>> Start
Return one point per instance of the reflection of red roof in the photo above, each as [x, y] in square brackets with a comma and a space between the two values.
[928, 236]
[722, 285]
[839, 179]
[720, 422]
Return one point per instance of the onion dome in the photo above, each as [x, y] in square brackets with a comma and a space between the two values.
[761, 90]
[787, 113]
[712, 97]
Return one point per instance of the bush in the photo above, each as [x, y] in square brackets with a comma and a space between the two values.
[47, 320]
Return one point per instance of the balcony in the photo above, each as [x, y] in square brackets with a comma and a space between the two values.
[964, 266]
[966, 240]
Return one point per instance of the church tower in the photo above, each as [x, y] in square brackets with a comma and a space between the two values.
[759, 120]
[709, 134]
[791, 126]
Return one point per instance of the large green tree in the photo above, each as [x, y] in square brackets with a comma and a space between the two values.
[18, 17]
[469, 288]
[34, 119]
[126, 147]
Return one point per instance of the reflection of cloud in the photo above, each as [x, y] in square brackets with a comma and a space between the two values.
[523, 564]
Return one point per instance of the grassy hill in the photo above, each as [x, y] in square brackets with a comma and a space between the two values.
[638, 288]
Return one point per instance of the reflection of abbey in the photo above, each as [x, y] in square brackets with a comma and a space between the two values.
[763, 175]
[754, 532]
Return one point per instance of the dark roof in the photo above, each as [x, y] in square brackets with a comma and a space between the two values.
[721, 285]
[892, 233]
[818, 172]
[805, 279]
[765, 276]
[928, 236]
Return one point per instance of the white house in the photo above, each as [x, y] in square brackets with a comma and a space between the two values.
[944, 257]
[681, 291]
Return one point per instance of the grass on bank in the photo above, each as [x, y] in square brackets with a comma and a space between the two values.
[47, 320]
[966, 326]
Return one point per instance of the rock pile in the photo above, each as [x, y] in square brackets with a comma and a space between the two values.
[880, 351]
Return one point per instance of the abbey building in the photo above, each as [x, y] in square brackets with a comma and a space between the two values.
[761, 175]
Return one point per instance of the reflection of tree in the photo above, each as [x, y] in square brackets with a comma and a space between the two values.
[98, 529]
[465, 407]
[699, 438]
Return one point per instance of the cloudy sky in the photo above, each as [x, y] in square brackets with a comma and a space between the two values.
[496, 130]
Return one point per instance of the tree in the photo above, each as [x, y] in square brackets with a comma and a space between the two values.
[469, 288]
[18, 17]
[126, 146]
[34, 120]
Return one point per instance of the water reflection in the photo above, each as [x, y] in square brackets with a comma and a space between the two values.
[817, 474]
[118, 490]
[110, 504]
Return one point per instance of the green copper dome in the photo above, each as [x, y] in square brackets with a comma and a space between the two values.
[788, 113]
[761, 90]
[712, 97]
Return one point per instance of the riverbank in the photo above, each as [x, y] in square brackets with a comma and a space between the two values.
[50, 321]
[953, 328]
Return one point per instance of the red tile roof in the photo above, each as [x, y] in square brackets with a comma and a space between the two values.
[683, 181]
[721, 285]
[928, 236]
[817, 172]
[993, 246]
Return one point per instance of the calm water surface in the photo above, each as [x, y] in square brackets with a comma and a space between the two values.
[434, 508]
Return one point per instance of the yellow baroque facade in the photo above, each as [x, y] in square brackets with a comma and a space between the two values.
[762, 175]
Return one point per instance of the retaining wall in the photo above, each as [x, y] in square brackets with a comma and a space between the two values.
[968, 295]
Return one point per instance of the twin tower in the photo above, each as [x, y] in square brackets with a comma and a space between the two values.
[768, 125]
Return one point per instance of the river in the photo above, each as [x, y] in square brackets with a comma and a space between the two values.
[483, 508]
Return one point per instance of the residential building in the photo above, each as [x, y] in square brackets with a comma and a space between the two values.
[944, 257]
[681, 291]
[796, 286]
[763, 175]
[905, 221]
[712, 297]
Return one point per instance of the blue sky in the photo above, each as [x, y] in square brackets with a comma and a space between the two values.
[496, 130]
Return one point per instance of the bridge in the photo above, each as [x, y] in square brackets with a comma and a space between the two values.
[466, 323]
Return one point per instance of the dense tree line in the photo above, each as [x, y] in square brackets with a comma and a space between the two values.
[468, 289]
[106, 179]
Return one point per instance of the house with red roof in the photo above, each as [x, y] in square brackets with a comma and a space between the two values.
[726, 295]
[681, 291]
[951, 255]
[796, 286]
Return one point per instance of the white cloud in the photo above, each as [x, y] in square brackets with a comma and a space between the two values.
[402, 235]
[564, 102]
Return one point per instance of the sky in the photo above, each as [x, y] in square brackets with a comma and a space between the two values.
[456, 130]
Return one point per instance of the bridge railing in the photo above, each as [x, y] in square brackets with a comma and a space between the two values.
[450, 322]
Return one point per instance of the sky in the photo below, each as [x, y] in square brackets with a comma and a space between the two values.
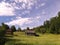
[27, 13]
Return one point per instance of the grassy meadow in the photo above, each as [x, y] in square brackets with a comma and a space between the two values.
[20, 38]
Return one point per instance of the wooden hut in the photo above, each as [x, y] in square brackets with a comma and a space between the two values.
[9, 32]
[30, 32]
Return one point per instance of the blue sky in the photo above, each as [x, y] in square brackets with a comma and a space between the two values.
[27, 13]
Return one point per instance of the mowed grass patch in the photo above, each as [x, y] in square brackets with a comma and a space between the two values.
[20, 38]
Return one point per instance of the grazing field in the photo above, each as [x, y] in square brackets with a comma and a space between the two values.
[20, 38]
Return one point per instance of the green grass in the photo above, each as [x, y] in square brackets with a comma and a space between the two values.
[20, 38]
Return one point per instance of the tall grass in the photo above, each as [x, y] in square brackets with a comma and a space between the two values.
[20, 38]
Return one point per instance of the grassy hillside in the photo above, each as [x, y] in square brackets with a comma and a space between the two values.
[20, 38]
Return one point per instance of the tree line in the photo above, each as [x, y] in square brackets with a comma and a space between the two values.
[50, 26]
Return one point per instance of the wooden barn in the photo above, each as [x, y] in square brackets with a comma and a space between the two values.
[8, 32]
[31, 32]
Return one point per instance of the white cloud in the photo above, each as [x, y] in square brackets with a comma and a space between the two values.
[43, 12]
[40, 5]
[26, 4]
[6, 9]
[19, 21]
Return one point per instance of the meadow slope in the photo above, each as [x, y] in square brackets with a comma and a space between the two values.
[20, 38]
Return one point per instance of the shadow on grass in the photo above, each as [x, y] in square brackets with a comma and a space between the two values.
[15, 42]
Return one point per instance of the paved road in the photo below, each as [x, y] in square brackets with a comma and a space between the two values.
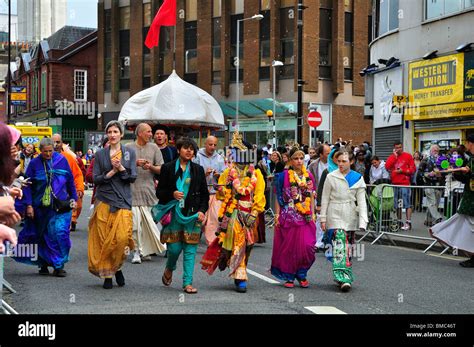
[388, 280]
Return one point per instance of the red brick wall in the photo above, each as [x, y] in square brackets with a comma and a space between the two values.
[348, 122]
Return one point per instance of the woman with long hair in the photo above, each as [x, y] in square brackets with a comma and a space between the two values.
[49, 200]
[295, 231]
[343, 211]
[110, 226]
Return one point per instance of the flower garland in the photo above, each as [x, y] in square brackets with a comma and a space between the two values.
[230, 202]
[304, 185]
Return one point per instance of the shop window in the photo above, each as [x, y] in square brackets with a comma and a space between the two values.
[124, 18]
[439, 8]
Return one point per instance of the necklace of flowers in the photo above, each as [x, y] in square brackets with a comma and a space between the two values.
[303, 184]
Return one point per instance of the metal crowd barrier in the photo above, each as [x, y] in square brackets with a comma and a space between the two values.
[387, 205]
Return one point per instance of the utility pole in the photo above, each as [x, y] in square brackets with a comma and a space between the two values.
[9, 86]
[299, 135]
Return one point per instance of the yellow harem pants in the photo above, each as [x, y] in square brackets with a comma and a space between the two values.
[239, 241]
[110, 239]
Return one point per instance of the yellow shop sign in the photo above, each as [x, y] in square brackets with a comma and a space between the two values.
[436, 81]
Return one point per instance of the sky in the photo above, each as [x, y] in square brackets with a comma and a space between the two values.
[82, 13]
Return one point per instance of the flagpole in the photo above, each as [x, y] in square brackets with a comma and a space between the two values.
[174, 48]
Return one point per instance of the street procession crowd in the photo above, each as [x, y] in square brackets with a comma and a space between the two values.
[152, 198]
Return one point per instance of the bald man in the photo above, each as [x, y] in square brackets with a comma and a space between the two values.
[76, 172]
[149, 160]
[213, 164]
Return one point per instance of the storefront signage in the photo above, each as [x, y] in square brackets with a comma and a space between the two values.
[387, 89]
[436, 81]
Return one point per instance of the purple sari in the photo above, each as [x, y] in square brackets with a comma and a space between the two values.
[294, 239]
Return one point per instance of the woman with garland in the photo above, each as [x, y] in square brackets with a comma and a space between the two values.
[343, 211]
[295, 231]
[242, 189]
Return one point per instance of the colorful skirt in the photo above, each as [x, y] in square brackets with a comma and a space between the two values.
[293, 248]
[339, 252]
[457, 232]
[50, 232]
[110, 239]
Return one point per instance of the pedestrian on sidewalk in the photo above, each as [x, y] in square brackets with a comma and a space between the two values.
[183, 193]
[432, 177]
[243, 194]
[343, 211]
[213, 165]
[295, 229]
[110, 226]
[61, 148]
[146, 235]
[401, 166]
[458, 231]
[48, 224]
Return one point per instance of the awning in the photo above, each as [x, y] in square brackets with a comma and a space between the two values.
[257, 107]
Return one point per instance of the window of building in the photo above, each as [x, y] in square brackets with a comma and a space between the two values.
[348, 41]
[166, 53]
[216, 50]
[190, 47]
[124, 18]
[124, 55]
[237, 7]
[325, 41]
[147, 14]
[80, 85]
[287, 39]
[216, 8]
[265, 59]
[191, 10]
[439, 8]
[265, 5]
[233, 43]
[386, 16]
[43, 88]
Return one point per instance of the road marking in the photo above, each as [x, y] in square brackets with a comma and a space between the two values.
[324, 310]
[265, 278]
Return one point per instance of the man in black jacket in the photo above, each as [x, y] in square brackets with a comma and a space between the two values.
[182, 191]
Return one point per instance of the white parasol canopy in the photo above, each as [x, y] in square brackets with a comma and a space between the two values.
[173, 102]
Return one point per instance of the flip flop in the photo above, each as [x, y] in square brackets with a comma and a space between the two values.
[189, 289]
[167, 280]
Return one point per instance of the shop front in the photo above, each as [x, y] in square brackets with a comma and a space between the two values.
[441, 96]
>> End
§ WHAT YOU ARE ASKED TO DO:
Please arrange the entries, starting at the line that contains "Return one point per instance of the flip" and ending with the last entry, as a two-column CSV with the headers entry_text and answer. Give one row per entry, with each value in a single quoted field and line breaks replaced by spaces.

§ RESPONSE FOR THIS EXERCISE:
entry_text,answer
"Return one point per instance of the flip flop in the photo above, each as [x, y] in square brackets with a comma and a space between the two values.","[189, 289] [167, 280]"
"Return one point per instance of the shop front in the photo above, each as [x, y] in square brackets with a comma and a space between the two values.","[441, 96]"